Leave out the pictures and repeat the rest of the material exactly.

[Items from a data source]
(begin)

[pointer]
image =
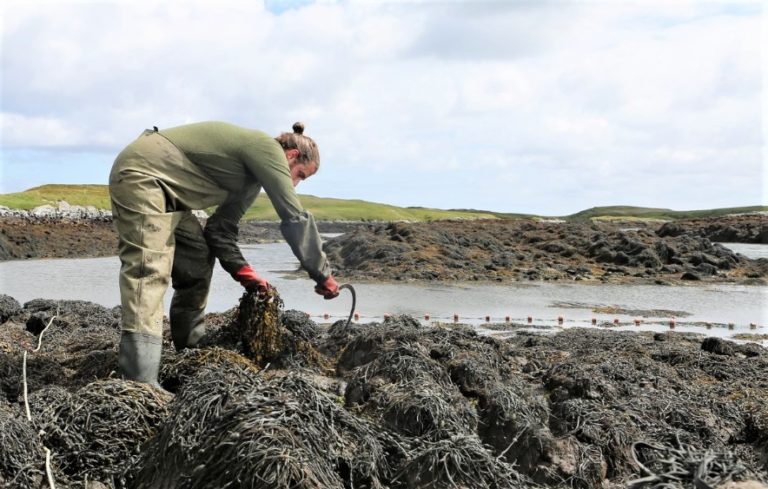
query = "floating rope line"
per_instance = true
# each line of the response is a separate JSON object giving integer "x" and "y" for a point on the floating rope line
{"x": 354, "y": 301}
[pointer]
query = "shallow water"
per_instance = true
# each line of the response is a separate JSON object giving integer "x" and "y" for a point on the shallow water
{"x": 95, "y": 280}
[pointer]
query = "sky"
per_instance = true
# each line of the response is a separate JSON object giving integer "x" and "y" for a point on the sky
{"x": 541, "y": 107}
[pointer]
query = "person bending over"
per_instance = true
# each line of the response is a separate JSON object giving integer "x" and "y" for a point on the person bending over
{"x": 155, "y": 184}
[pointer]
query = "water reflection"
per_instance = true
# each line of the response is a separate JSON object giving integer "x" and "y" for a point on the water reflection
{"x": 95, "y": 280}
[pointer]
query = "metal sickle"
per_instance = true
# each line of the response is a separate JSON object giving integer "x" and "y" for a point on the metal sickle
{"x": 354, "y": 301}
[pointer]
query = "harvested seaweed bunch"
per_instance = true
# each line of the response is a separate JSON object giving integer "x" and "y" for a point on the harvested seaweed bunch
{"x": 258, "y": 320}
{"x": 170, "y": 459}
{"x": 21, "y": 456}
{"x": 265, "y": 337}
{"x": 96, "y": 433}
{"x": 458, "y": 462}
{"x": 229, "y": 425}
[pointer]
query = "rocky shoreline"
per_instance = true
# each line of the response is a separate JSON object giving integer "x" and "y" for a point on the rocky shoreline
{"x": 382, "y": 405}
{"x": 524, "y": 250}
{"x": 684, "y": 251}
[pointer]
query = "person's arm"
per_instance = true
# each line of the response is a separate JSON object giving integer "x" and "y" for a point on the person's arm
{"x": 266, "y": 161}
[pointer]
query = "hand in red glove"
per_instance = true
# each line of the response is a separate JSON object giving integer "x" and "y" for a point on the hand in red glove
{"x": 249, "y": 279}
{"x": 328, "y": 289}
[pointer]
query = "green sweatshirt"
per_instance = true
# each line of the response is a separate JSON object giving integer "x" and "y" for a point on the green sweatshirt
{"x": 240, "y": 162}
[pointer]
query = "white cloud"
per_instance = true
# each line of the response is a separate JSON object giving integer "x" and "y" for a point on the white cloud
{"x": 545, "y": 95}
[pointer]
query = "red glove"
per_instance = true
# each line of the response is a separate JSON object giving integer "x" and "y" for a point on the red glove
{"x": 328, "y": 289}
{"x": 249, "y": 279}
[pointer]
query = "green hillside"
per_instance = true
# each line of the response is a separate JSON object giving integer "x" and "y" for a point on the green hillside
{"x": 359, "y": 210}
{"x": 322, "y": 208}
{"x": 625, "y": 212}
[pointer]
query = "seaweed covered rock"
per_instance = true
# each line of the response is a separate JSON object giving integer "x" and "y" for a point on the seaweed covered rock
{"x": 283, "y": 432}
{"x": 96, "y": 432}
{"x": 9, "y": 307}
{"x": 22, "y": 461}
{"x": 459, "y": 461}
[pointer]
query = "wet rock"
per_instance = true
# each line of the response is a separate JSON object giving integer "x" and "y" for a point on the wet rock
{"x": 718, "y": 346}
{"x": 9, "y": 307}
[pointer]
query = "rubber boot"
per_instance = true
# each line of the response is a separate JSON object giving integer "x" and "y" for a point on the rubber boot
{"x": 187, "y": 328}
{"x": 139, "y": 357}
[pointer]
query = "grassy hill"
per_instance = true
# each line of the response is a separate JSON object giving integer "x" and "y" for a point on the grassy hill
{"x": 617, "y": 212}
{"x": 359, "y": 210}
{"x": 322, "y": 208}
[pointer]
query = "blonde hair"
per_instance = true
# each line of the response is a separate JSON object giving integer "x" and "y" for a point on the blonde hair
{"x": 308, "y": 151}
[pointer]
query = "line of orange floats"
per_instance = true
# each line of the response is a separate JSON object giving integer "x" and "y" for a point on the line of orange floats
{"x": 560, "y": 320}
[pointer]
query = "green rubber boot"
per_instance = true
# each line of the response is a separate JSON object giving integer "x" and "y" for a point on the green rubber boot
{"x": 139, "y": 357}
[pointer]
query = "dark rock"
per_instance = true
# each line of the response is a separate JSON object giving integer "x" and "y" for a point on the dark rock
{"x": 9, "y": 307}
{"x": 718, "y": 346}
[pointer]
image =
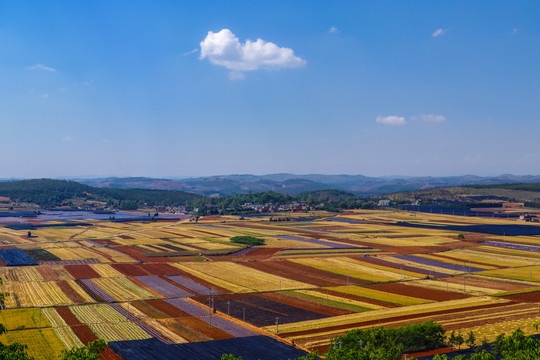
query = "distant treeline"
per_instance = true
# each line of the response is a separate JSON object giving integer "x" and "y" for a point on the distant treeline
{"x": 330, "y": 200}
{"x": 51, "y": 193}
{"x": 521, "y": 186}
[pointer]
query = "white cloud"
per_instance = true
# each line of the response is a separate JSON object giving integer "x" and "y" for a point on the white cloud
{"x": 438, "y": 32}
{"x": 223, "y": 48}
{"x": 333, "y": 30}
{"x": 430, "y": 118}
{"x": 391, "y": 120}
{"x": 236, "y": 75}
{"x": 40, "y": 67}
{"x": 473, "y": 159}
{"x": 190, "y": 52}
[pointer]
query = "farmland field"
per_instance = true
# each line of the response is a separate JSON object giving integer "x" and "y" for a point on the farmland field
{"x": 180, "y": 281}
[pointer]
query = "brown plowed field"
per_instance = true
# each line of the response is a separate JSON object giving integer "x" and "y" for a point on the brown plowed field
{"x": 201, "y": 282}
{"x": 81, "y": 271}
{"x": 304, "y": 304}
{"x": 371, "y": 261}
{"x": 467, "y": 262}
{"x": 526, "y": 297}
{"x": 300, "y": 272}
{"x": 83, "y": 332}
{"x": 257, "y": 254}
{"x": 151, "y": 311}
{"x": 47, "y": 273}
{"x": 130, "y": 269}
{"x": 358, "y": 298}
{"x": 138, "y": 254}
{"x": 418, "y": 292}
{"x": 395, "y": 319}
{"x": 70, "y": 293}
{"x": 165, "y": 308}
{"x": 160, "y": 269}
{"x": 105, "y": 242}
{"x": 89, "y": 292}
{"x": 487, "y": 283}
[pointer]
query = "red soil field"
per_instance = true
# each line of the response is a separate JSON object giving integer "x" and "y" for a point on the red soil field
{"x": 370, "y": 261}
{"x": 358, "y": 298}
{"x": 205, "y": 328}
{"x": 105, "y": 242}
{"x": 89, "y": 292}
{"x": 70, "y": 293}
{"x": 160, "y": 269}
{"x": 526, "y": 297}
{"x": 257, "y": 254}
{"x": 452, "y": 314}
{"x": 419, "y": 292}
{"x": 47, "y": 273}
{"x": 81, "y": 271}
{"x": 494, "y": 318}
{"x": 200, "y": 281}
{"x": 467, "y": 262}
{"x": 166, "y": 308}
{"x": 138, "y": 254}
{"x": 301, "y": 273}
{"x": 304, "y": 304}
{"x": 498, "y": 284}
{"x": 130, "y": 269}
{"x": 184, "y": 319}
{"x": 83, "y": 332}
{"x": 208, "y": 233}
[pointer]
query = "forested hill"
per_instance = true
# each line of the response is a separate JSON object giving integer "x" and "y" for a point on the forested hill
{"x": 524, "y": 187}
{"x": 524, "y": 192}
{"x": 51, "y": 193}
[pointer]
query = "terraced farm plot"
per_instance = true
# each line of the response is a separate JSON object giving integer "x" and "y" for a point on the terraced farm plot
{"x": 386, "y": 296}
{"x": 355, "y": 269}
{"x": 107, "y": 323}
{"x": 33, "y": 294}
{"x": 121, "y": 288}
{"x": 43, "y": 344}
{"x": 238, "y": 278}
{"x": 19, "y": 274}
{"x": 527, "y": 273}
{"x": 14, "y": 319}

(end)

- [Written response]
[pointer]
image =
query = "floating rope line"
per_instance = true
# each line of the response is a separate JSON object giving integer "x" and "y" for a point on the floating rope line
{"x": 354, "y": 301}
[pointer]
query = "shallow water"
per_instance = true
# each line of the response is a separate JSON object giving integer "x" and "y" for a point on the shallow water
{"x": 95, "y": 280}
[pointer]
query = "sky"
per_instance = true
# each line of the response is a separate JSON object giving integer "x" and "y" for a point on the sky
{"x": 541, "y": 107}
[pointer]
query = "person bending over"
per_instance = true
# each line of the response is a separate JSON object giving integer "x" and "y" for a point on the person bending over
{"x": 155, "y": 184}
[pointer]
query = "water reflection"
per_instance = true
# each line of the response is a separate JSON object giving integer "x" and "y" for a point on the water reflection
{"x": 95, "y": 280}
[pointer]
query = "metal sickle"
per_instance = true
# each line of the response is a separate JSON object giving integer "x" and "y" for a point on the metal sickle
{"x": 354, "y": 301}
[pointer]
query = "harvested seaweed bunch"
per_instance = true
# each line of the response is a separate JSON object giving integer "x" and "y" for a point on the harvested seaweed bunch
{"x": 258, "y": 320}
{"x": 170, "y": 459}
{"x": 21, "y": 456}
{"x": 265, "y": 337}
{"x": 96, "y": 433}
{"x": 458, "y": 462}
{"x": 229, "y": 425}
[pointer]
query = "rocky shoreline"
per_instance = true
# each line of the response is a separate JSON object giving integer "x" and "y" for a point on the rocky shoreline
{"x": 382, "y": 405}
{"x": 524, "y": 250}
{"x": 684, "y": 251}
[pointer]
query = "person's arm"
per_instance = true
# each line of the response is a separate JSON object giving integer "x" and "y" for a point on the person's arm
{"x": 266, "y": 161}
[pointer]
query = "hand in red glove"
per_instance = true
# each line of the response is a separate JSON object giving integer "x" and "y" for a point on the hand in red glove
{"x": 249, "y": 279}
{"x": 328, "y": 289}
[pointer]
query = "green sweatshirt"
per_instance = true
# each line of the response is a separate JSON object giving integer "x" and "y" for a point on the green sweatshirt
{"x": 240, "y": 162}
[pointer]
query = "white cloud"
per_instance = true
# each line of the response is a separate JSON object giving integer "x" and "y" for a point on the white cloud
{"x": 545, "y": 95}
[pointer]
query = "red glove"
per_instance = true
# each line of the response is a separate JSON object giving integer "x" and "y" for a point on the red glove
{"x": 328, "y": 289}
{"x": 249, "y": 279}
[pointer]
query = "green hillside"
per_instance = true
# each line of the response is a separate JSON object giving integer "x" and "y" for a point on the green hillside
{"x": 359, "y": 210}
{"x": 322, "y": 208}
{"x": 625, "y": 212}
[pointer]
query = "seaweed covered rock"
per_instance = true
# each line of the response is a separate JSON object giving integer "x" and "y" for a point on the seaweed covered rock
{"x": 283, "y": 432}
{"x": 96, "y": 432}
{"x": 9, "y": 307}
{"x": 22, "y": 461}
{"x": 459, "y": 461}
[pointer]
query = "wet rock"
per_instance = true
# each line of the response is a separate JSON object giving integer "x" and "y" for a point on the wet rock
{"x": 718, "y": 346}
{"x": 9, "y": 307}
[pointer]
query = "rubber boot"
per_instance = true
# each line of the response is a separate JSON object giving integer "x" and "y" for a point on the rubber boot
{"x": 187, "y": 328}
{"x": 139, "y": 357}
[pointer]
query = "grassy hill"
per_instance = true
# each line of the response is a separate JSON object giving integer "x" and "y" for a point on the grassy hill
{"x": 617, "y": 212}
{"x": 359, "y": 210}
{"x": 322, "y": 208}
[pointer]
query = "blonde hair"
per_instance = true
# each line of the response is a separate JSON object giving integer "x" and "y" for a point on the blonde hair
{"x": 308, "y": 151}
[pointer]
query = "line of orange floats"
per_instance = true
# each line of the response is a separate JSON object giving integer "x" and "y" for a point on the line of orange floats
{"x": 560, "y": 320}
[pointer]
query = "green rubber boot"
per_instance = true
# each line of the response is a separate JSON object giving integer "x" and "y" for a point on the green rubber boot
{"x": 139, "y": 357}
[pointer]
query = "dark rock"
per_instance = true
# each line of the response is a separate JSON object giving integer "x" and "y" for a point on the dark rock
{"x": 9, "y": 307}
{"x": 718, "y": 346}
[pointer]
image =
query = "distant treeline"
per_instance = true
# each line of the response is a separate JSON object giving integer "x" and "y" for a point on the distant treeline
{"x": 330, "y": 200}
{"x": 51, "y": 193}
{"x": 521, "y": 186}
[pointer]
query = "white cloud"
per_instance = true
# each line of the response is a separate JSON object giving integer "x" and "y" for a point on the white cloud
{"x": 438, "y": 32}
{"x": 223, "y": 48}
{"x": 333, "y": 30}
{"x": 430, "y": 118}
{"x": 391, "y": 120}
{"x": 236, "y": 75}
{"x": 40, "y": 67}
{"x": 473, "y": 159}
{"x": 190, "y": 52}
[pointer]
query = "farmland field"
per_instance = true
# each line of the response is a separate JSON object giving integer "x" and "y" for a point on the farmland field
{"x": 180, "y": 281}
[pointer]
query = "brown plowed field"
per_instance = true
# each line of the response is a separate JSON object giving integer "x" and "y" for a point on the brown plowed field
{"x": 201, "y": 282}
{"x": 81, "y": 271}
{"x": 304, "y": 304}
{"x": 371, "y": 261}
{"x": 467, "y": 262}
{"x": 526, "y": 297}
{"x": 300, "y": 272}
{"x": 83, "y": 332}
{"x": 257, "y": 254}
{"x": 151, "y": 311}
{"x": 47, "y": 273}
{"x": 130, "y": 269}
{"x": 358, "y": 298}
{"x": 138, "y": 254}
{"x": 418, "y": 292}
{"x": 395, "y": 319}
{"x": 70, "y": 293}
{"x": 165, "y": 308}
{"x": 160, "y": 269}
{"x": 105, "y": 242}
{"x": 89, "y": 292}
{"x": 487, "y": 283}
[pointer]
query = "red soil field"
per_instance = true
# each line of the response is a separate JSON object giving integer "x" and "y" for a point on the red soil field
{"x": 370, "y": 261}
{"x": 358, "y": 298}
{"x": 205, "y": 328}
{"x": 105, "y": 242}
{"x": 89, "y": 292}
{"x": 70, "y": 293}
{"x": 160, "y": 269}
{"x": 526, "y": 297}
{"x": 257, "y": 254}
{"x": 452, "y": 314}
{"x": 419, "y": 292}
{"x": 47, "y": 273}
{"x": 81, "y": 271}
{"x": 494, "y": 318}
{"x": 200, "y": 281}
{"x": 467, "y": 262}
{"x": 166, "y": 308}
{"x": 138, "y": 254}
{"x": 301, "y": 273}
{"x": 304, "y": 304}
{"x": 498, "y": 284}
{"x": 130, "y": 269}
{"x": 184, "y": 319}
{"x": 83, "y": 332}
{"x": 208, "y": 233}
[pointer]
query = "forested hill"
per_instance = true
# each line of the response is a separate JSON object giving integer "x" and "y" for a point on the forested hill
{"x": 524, "y": 187}
{"x": 524, "y": 192}
{"x": 51, "y": 193}
[pointer]
query = "terraced farm plot"
per_instance = true
# each line of the response is a separate JSON object giving integer "x" and "y" for a point on the terraced farm plot
{"x": 386, "y": 296}
{"x": 355, "y": 269}
{"x": 107, "y": 323}
{"x": 33, "y": 294}
{"x": 121, "y": 288}
{"x": 43, "y": 344}
{"x": 238, "y": 278}
{"x": 19, "y": 274}
{"x": 527, "y": 273}
{"x": 14, "y": 319}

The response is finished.